**Exercises to complete:**
- a) In the Fällgren v. Sweden decision, on what date was the application registered?
- b) List every distinct full calendar date (day, month and year) that appears in the Fällgren v. Sweden decision.

**Text segment:**
---
Doc ref: 21849/93 • ECHR ID: 001-2046

Document date: February 22, 1995

  • Inbound citations: 0
  • Cited paragraphs: 0
  • Outbound citations: 1

FÄLLGREN v. SWEDEN

Doc ref: 21849/93 • ECHR ID: 001-2046

Document date: February 22, 1995

Cited paragraphs only



                      AS TO THE ADMISSIBILITY OF

                      Application No. 21849/93

                      by Asta FÄLLGREN

                      against Sweden

      The European Commission of Human Rights (Second Chamber) sitting

in private on 22 February 1995, the following members being present:

           Mrs.  G.H. THUNE, Acting President

           MM.   H. DANELIUS

                 G. JÖRUNDSSON

                 J.-C. SOYER

                 H.G. SCHERMERS

                 F. MARTINEZ

                 L. LOUCAIDES

                 J.-C. GEUS

                 M.A. NOWICKI

                 I. CABRAL BARRETO

                 J. MUCHA

                 D. SVÁBY

           Mr.   K. ROGGE, Secretary to the Chamber

      Having regard to Article 25 of the Convention for the Protection

of Human Rights and Fundamental Freedoms;

      Having regard to the application introduced on 8 November 1991

by Asta FÄLLGREN against Sweden and registered on 13 May 1993 under

file No. 21849/93;

      Having regard to the report provided for in Rule 47 of the Rules

of Procedure of the Commission;

      Having deliberated;

      Decides as follows:

THE FACTS

      The applicant, a Swedish citizen born in 1937 and residing at

Umeå, Sweden, is an office employee.  Before the Commission she is

represented by Mrs. Mari Ann Johansson, a lawyer practising in Umeå.
---
**Data records:**
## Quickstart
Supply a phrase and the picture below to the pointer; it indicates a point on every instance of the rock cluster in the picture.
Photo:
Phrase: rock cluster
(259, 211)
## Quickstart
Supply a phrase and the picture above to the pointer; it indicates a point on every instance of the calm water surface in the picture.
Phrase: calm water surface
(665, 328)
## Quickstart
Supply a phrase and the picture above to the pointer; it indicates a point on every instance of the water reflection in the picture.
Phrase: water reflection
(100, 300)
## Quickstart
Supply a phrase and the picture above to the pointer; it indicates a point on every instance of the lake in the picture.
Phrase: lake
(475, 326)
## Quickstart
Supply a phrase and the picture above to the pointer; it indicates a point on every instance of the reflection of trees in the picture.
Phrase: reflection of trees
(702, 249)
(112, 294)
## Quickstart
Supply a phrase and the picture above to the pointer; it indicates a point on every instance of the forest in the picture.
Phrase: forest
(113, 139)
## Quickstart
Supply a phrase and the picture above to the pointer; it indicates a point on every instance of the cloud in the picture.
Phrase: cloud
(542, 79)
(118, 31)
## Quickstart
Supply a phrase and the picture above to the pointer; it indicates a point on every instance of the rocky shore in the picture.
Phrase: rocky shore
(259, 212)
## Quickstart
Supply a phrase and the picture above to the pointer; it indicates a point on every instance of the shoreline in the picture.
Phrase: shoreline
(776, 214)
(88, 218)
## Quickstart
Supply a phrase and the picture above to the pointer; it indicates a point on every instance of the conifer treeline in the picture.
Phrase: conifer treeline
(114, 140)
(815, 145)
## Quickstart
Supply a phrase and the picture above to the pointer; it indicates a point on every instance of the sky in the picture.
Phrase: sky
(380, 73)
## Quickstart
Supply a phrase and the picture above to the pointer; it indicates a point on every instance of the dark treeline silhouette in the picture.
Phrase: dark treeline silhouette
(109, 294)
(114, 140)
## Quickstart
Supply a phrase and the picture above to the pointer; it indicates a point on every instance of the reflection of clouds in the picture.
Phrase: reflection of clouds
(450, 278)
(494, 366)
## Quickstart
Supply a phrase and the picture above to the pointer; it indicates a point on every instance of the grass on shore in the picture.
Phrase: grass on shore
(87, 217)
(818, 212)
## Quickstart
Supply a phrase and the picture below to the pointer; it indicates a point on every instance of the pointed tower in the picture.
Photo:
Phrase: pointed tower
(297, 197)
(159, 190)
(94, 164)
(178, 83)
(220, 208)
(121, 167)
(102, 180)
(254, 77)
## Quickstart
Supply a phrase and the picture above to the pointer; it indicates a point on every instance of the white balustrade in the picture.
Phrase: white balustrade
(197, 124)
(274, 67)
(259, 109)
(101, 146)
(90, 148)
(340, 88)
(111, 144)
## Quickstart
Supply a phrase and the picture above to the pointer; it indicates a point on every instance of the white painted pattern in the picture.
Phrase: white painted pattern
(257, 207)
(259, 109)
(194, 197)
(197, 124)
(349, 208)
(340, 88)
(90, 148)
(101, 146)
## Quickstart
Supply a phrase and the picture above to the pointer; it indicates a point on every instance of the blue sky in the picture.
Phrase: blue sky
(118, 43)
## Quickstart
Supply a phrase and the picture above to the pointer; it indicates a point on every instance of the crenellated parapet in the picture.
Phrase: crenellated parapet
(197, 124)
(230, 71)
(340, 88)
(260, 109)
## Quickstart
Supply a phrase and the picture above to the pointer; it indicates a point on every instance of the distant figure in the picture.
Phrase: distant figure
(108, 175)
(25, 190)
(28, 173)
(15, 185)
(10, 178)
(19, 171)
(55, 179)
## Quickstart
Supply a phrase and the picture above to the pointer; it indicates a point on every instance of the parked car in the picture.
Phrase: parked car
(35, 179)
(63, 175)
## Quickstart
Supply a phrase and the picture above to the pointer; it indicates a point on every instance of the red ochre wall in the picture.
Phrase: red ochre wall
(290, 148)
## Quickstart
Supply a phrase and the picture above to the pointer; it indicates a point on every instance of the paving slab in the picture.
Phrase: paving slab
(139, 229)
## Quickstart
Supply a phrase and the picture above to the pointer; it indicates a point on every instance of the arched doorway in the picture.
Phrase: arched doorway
---
**The answers:**
- a) 13 May 1993

- b) 22 February 1995; 8 November 1991; 13 May 1993